START SOURCE INFORMATION

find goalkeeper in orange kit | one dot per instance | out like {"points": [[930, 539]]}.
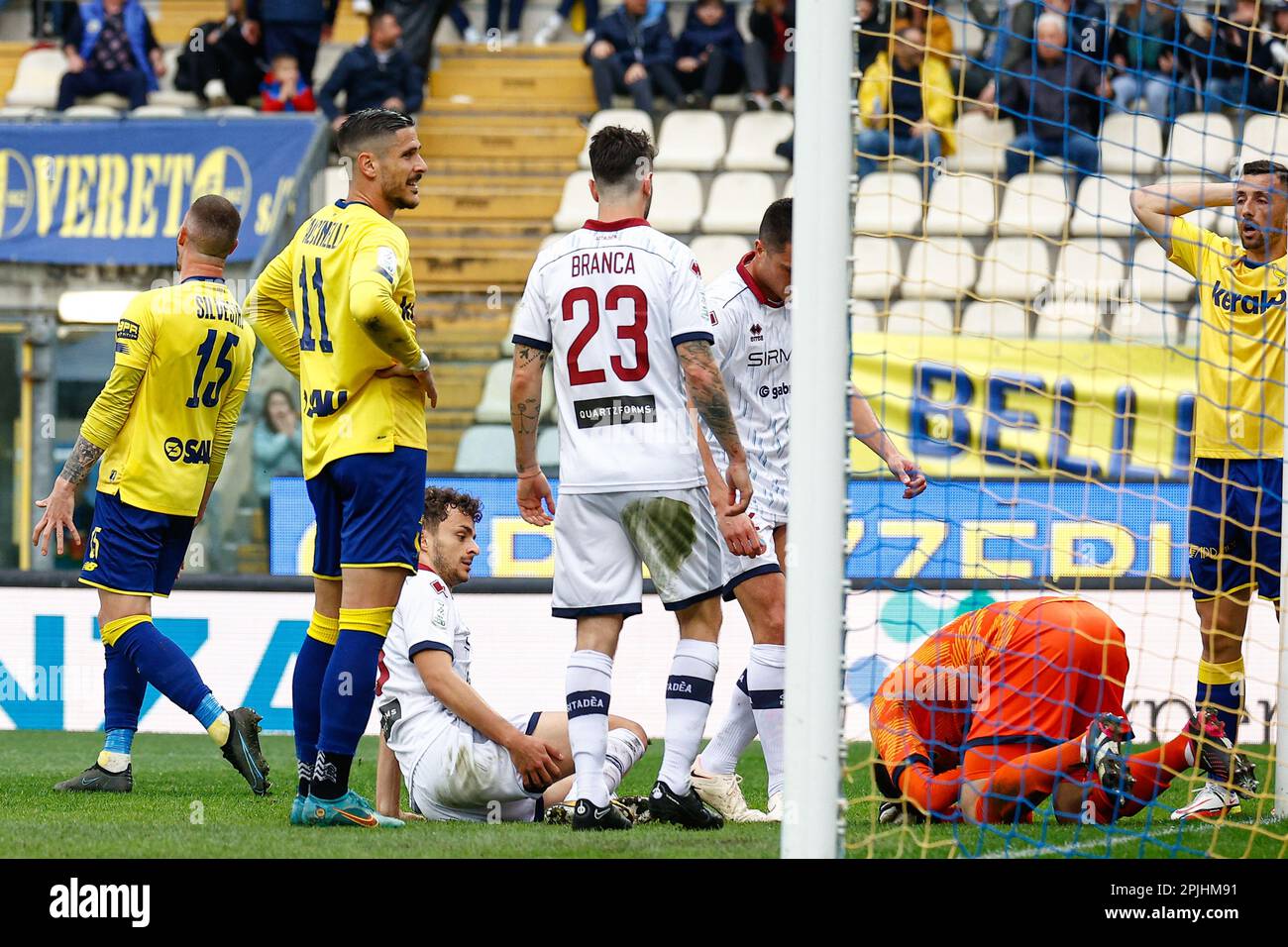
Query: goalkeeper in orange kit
{"points": [[1016, 702]]}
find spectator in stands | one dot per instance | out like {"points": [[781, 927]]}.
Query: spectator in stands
{"points": [[630, 55], [906, 106], [277, 446], [771, 56], [708, 53], [1235, 60], [1150, 59], [227, 64], [374, 73], [874, 33], [110, 48], [1056, 103], [283, 89], [294, 26]]}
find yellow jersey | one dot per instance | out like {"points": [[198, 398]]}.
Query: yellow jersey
{"points": [[1239, 410], [194, 351], [343, 253]]}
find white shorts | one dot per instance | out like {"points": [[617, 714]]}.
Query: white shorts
{"points": [[464, 777], [739, 569], [601, 540]]}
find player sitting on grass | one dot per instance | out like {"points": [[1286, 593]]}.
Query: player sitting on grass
{"points": [[462, 761], [1046, 680], [162, 424]]}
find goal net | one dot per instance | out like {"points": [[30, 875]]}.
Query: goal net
{"points": [[1093, 414]]}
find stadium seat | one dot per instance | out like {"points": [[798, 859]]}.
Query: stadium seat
{"points": [[576, 206], [939, 268], [962, 205], [877, 268], [1034, 204], [677, 201], [717, 254], [485, 449], [737, 202], [1201, 144], [919, 317], [1014, 268], [755, 136], [494, 402], [1068, 321], [626, 118], [548, 446], [1103, 208], [1153, 278], [1265, 137], [889, 204], [1149, 322], [980, 145], [37, 80], [996, 320], [1129, 144], [691, 142]]}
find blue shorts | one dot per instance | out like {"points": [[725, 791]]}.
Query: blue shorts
{"points": [[368, 508], [132, 551], [1235, 526]]}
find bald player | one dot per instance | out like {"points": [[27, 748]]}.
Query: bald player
{"points": [[161, 425]]}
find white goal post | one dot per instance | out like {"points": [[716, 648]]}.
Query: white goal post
{"points": [[819, 451]]}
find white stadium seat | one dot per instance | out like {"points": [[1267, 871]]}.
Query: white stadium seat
{"points": [[889, 204], [1202, 144], [691, 142], [996, 320], [737, 202], [626, 118], [755, 136], [717, 254], [1034, 204], [1103, 208], [877, 268], [576, 205], [939, 268], [962, 205], [677, 201], [1014, 268], [919, 317], [1129, 144]]}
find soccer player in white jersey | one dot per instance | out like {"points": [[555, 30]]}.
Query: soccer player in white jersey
{"points": [[621, 309], [754, 346], [460, 759]]}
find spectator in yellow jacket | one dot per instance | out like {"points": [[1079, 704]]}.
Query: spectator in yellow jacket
{"points": [[906, 106]]}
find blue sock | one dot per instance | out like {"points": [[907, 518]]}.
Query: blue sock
{"points": [[310, 667], [348, 692], [163, 665]]}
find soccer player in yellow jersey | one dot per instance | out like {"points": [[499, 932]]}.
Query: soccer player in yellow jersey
{"points": [[1235, 492], [364, 380], [161, 424]]}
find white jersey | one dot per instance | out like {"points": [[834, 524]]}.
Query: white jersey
{"points": [[754, 350], [425, 618], [610, 302]]}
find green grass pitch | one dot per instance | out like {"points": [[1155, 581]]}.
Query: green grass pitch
{"points": [[188, 802]]}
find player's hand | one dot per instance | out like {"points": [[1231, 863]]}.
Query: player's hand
{"points": [[535, 488], [58, 508], [536, 762], [741, 535], [907, 474], [739, 487]]}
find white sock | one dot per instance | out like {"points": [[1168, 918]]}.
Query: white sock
{"points": [[589, 685], [721, 755], [625, 749], [688, 703], [765, 684]]}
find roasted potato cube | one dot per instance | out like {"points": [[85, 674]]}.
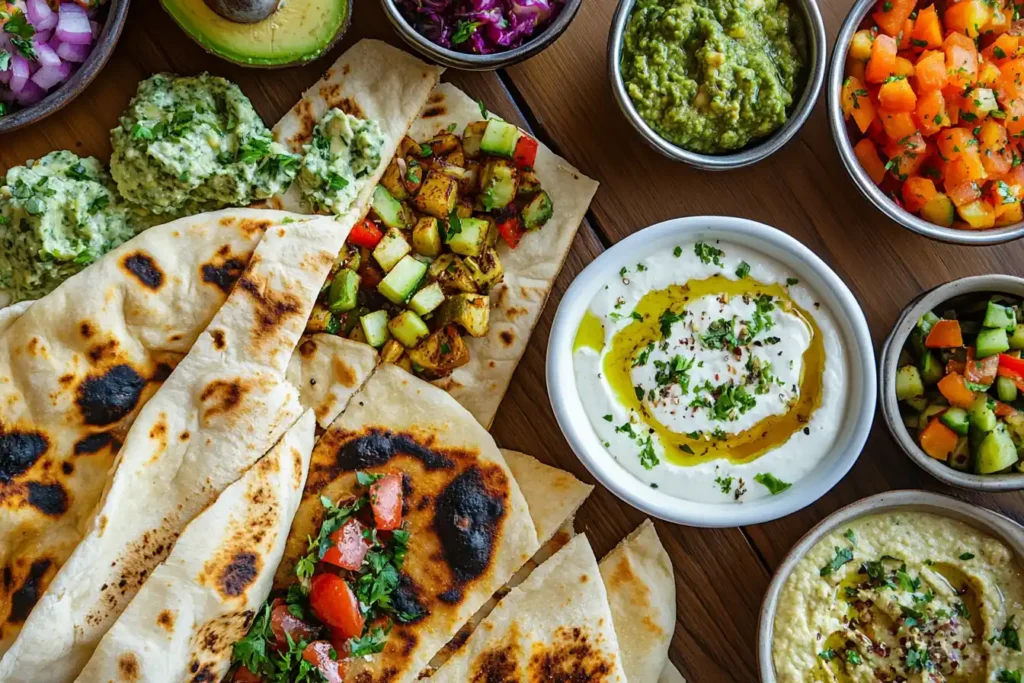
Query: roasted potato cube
{"points": [[437, 196]]}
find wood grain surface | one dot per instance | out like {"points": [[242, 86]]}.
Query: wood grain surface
{"points": [[563, 95]]}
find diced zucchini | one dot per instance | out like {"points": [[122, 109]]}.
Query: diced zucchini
{"points": [[908, 383], [997, 315], [374, 328], [343, 292], [409, 329], [388, 209], [399, 284], [500, 138], [437, 195], [471, 311], [991, 341], [538, 212], [391, 249], [426, 299], [955, 419], [470, 240], [426, 237]]}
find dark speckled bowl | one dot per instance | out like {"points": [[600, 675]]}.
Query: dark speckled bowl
{"points": [[73, 87]]}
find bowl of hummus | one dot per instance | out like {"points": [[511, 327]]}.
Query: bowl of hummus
{"points": [[903, 586], [712, 372]]}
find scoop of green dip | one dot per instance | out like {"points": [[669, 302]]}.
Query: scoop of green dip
{"points": [[711, 76], [343, 150], [187, 144], [57, 215]]}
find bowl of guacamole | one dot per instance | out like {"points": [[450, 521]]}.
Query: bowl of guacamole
{"points": [[718, 84]]}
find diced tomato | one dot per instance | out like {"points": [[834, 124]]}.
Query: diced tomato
{"points": [[525, 152], [335, 604], [348, 548], [366, 233], [318, 654], [385, 499]]}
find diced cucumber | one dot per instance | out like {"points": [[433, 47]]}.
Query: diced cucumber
{"points": [[409, 329], [955, 419], [1006, 389], [388, 209], [343, 292], [997, 315], [931, 368], [391, 249], [908, 383], [400, 283], [374, 328], [471, 239], [427, 299], [991, 341], [500, 138]]}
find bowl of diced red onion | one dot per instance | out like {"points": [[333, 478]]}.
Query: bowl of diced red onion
{"points": [[49, 51], [480, 35]]}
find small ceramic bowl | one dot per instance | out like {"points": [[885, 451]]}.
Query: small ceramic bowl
{"points": [[1000, 527], [464, 61], [811, 271], [889, 363], [117, 12], [814, 78]]}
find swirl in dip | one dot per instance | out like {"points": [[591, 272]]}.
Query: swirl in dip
{"points": [[709, 372]]}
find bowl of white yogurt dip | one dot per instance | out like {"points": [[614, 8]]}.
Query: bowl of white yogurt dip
{"points": [[713, 372]]}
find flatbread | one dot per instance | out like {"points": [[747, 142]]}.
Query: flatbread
{"points": [[555, 627], [77, 366], [469, 525], [182, 624], [641, 589], [529, 269], [222, 409], [328, 371]]}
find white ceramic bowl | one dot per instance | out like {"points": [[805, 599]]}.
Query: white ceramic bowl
{"points": [[812, 271]]}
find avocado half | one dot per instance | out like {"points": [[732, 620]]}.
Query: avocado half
{"points": [[297, 32]]}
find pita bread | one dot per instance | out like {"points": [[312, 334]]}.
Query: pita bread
{"points": [[222, 409], [77, 366], [554, 627], [469, 525], [529, 269], [641, 589], [182, 624]]}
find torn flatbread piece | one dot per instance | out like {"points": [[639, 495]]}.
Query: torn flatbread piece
{"points": [[76, 368], [196, 604], [555, 627], [225, 404]]}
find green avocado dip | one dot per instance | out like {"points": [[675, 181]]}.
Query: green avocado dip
{"points": [[344, 148], [57, 215], [711, 76], [187, 144]]}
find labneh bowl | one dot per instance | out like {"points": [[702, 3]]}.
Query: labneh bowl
{"points": [[985, 520], [889, 363], [860, 386]]}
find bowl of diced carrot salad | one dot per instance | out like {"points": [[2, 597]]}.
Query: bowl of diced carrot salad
{"points": [[927, 108]]}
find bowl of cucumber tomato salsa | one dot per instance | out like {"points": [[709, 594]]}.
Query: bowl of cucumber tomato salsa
{"points": [[953, 382]]}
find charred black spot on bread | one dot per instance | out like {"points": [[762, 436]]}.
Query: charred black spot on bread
{"points": [[26, 597], [466, 519], [18, 452], [239, 573], [105, 398], [144, 269]]}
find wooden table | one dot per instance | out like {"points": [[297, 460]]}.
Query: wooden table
{"points": [[563, 95]]}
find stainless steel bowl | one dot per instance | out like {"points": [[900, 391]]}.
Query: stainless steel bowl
{"points": [[887, 373], [864, 183], [815, 73], [1000, 527], [465, 61]]}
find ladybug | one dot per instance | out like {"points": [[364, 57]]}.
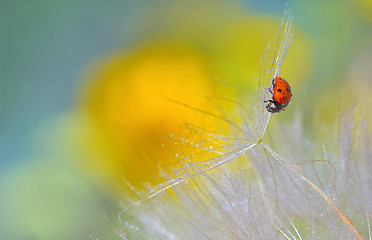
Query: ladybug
{"points": [[282, 95]]}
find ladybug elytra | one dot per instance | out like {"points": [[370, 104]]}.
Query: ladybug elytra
{"points": [[282, 95]]}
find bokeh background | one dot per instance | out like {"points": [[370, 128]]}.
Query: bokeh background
{"points": [[83, 86]]}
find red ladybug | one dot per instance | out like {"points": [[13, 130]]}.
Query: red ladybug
{"points": [[282, 95]]}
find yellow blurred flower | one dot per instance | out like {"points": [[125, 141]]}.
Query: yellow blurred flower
{"points": [[127, 95]]}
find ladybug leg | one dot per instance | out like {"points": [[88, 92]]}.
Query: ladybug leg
{"points": [[270, 101]]}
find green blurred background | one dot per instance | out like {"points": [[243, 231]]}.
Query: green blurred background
{"points": [[49, 53]]}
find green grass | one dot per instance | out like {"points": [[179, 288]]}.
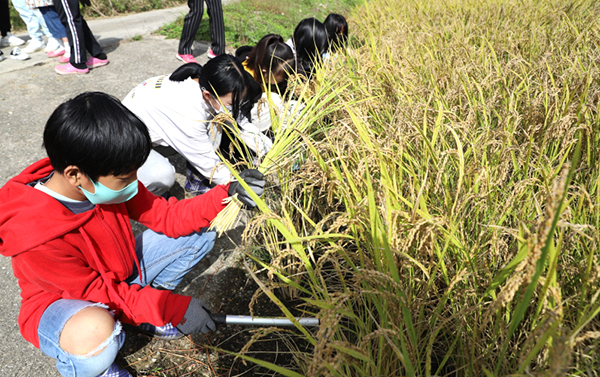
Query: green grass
{"points": [[247, 21]]}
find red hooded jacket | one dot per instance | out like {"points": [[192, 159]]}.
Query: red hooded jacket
{"points": [[88, 256]]}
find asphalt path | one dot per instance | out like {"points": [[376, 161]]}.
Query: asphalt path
{"points": [[29, 92]]}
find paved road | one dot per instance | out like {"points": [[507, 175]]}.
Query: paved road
{"points": [[29, 92]]}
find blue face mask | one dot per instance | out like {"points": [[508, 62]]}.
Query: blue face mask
{"points": [[104, 195]]}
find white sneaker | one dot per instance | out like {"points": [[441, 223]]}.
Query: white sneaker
{"points": [[34, 45], [53, 44], [11, 40], [17, 54]]}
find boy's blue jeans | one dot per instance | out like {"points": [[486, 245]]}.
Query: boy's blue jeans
{"points": [[164, 262]]}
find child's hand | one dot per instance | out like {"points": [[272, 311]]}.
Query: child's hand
{"points": [[196, 318], [255, 180]]}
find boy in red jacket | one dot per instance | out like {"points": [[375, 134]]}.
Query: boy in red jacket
{"points": [[65, 222]]}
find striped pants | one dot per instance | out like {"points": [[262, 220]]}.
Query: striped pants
{"points": [[79, 34], [191, 22]]}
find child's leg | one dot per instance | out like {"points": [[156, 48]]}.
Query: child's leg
{"points": [[217, 25], [4, 18], [56, 27], [30, 18], [165, 261], [82, 336]]}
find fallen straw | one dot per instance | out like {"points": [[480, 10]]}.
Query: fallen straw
{"points": [[246, 320]]}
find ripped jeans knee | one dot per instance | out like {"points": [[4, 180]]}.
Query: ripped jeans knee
{"points": [[96, 361]]}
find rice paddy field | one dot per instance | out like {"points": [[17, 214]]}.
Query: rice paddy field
{"points": [[435, 203]]}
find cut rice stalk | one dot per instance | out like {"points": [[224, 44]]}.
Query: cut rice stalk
{"points": [[226, 218]]}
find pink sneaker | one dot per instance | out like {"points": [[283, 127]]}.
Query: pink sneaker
{"points": [[95, 62], [58, 52], [68, 69], [187, 58]]}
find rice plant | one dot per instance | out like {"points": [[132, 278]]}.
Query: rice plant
{"points": [[442, 216]]}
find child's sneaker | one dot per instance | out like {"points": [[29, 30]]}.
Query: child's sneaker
{"points": [[53, 44], [58, 52], [34, 45], [210, 54], [17, 54], [168, 331], [68, 69], [115, 371], [11, 40], [95, 62], [186, 58]]}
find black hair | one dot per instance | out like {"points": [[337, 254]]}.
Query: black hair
{"points": [[271, 54], [337, 31], [96, 133], [310, 41], [220, 76]]}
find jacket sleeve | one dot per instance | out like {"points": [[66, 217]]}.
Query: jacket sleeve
{"points": [[62, 269], [175, 218]]}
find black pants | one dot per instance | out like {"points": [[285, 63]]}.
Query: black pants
{"points": [[79, 34], [191, 22], [4, 18]]}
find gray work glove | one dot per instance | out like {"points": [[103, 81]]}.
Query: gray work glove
{"points": [[255, 180], [196, 318]]}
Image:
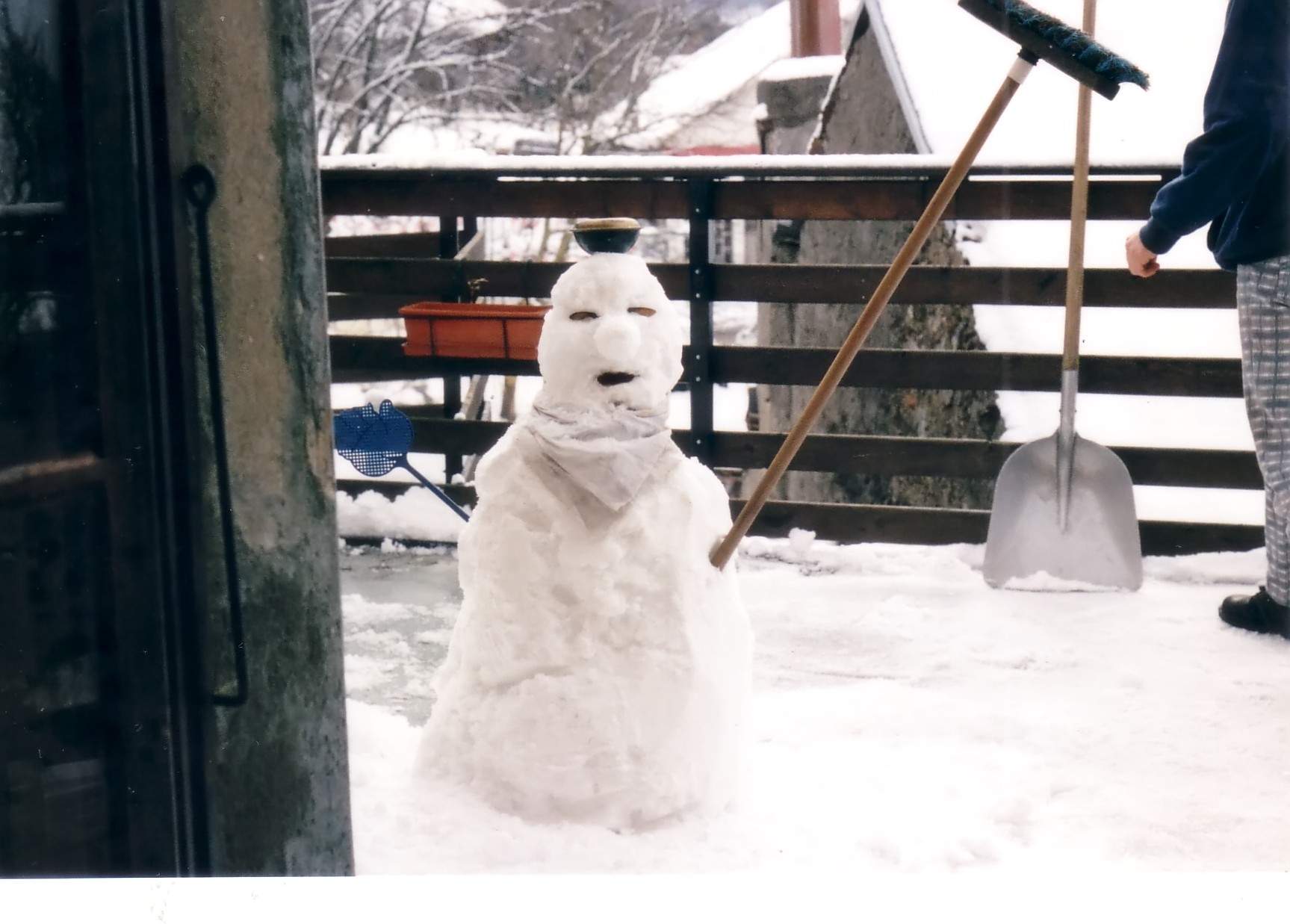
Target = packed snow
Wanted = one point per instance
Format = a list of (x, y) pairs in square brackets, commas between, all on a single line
[(905, 718), (599, 668)]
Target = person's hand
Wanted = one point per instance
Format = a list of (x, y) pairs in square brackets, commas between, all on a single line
[(1142, 262)]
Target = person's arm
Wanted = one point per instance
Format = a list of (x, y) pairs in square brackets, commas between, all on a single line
[(1247, 115)]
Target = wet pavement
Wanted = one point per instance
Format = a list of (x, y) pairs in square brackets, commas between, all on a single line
[(397, 613)]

END SOURCE INFORMATION

▸ **INSTRUCTIONS TO FOLLOW**: Scan the listing for the string "Target", then copy every line where it appears.

▸ **ANSWER TO THIS PROBLEM**:
Target = packed snow
Target = person's hand
Target = person's arm
Target = wet pavement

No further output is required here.